## Task statement:
Write out every entry precisely as given, leaving the pictures out.

## Input for this task:
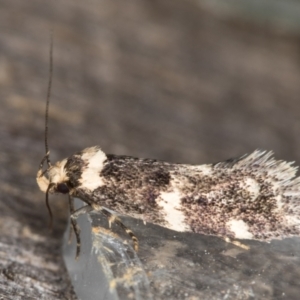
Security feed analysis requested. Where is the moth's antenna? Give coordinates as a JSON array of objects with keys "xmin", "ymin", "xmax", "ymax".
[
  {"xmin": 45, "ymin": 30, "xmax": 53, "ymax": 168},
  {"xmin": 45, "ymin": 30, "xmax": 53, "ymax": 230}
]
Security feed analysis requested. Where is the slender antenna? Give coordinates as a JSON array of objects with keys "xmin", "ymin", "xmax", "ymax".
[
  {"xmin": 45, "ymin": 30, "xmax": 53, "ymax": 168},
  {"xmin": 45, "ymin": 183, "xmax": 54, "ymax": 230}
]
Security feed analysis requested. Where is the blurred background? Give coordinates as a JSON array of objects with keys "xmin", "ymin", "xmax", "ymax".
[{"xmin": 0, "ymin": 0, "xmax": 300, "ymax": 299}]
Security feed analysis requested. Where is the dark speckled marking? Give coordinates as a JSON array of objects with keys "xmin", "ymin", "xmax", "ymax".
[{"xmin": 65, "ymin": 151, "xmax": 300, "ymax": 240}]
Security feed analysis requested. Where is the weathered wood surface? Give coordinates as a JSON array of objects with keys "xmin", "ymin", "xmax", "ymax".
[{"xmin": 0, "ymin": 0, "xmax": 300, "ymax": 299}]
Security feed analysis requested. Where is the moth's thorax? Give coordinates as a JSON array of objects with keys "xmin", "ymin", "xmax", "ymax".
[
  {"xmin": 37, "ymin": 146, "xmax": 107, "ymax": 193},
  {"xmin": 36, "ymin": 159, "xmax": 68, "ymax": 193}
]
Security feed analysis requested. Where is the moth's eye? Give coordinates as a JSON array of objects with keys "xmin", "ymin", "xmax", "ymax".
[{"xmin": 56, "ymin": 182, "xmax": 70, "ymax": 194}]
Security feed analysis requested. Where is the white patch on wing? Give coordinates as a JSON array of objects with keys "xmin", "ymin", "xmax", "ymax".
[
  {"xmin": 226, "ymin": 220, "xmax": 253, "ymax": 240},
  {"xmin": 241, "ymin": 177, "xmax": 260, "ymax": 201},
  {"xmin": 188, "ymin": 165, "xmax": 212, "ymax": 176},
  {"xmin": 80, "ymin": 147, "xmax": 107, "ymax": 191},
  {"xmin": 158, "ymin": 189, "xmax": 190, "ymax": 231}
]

## Complete output:
Security feed analysis requested. Where is the moth's antenna? Give coordinates as a JSON array of objects with keys "xmin", "ymin", "xmax", "ymax".
[
  {"xmin": 45, "ymin": 30, "xmax": 53, "ymax": 168},
  {"xmin": 45, "ymin": 30, "xmax": 53, "ymax": 230}
]
Security feed analysis requested. Where is the slender antenna? Give coordinates as a JSON array of objects with keys "xmin", "ymin", "xmax", "ymax".
[
  {"xmin": 45, "ymin": 30, "xmax": 53, "ymax": 168},
  {"xmin": 45, "ymin": 183, "xmax": 54, "ymax": 230}
]
Security feed analysis requested. Where is the blurred background? Give coordinates as a JSON array of objects with keys "xmin", "ymin", "xmax", "ymax".
[{"xmin": 0, "ymin": 0, "xmax": 300, "ymax": 299}]
Security feed analysis requested. Where is the dark speckled marking? Give coordinates as a JSON array of objects with keys "xmin", "ymin", "xmax", "ymax".
[{"xmin": 65, "ymin": 151, "xmax": 300, "ymax": 240}]
Security feed analysis requested. Where is the weathered wood surface? Give coordinates as a JSON array of objects with keys "xmin", "ymin", "xmax", "ymax".
[{"xmin": 0, "ymin": 0, "xmax": 300, "ymax": 299}]
Security feed analysis requested. Where is the moth's thorax? Give coordinates as a JSON array of objects with keys "xmin", "ymin", "xmax", "ymax".
[
  {"xmin": 37, "ymin": 146, "xmax": 107, "ymax": 193},
  {"xmin": 36, "ymin": 159, "xmax": 68, "ymax": 193}
]
Security feed analysis requested. Where is the moth's eye? Give coordinates as a JSON array of objects with keys "xmin", "ymin", "xmax", "ymax".
[{"xmin": 56, "ymin": 182, "xmax": 70, "ymax": 194}]
Security feed analysis requested. Where is the white patch on wing? Give coordinates as a JSON array of objects with keys "xmin", "ymin", "xmax", "ymax".
[
  {"xmin": 226, "ymin": 220, "xmax": 253, "ymax": 240},
  {"xmin": 241, "ymin": 177, "xmax": 260, "ymax": 201},
  {"xmin": 188, "ymin": 165, "xmax": 212, "ymax": 176},
  {"xmin": 80, "ymin": 147, "xmax": 107, "ymax": 191},
  {"xmin": 158, "ymin": 189, "xmax": 190, "ymax": 231}
]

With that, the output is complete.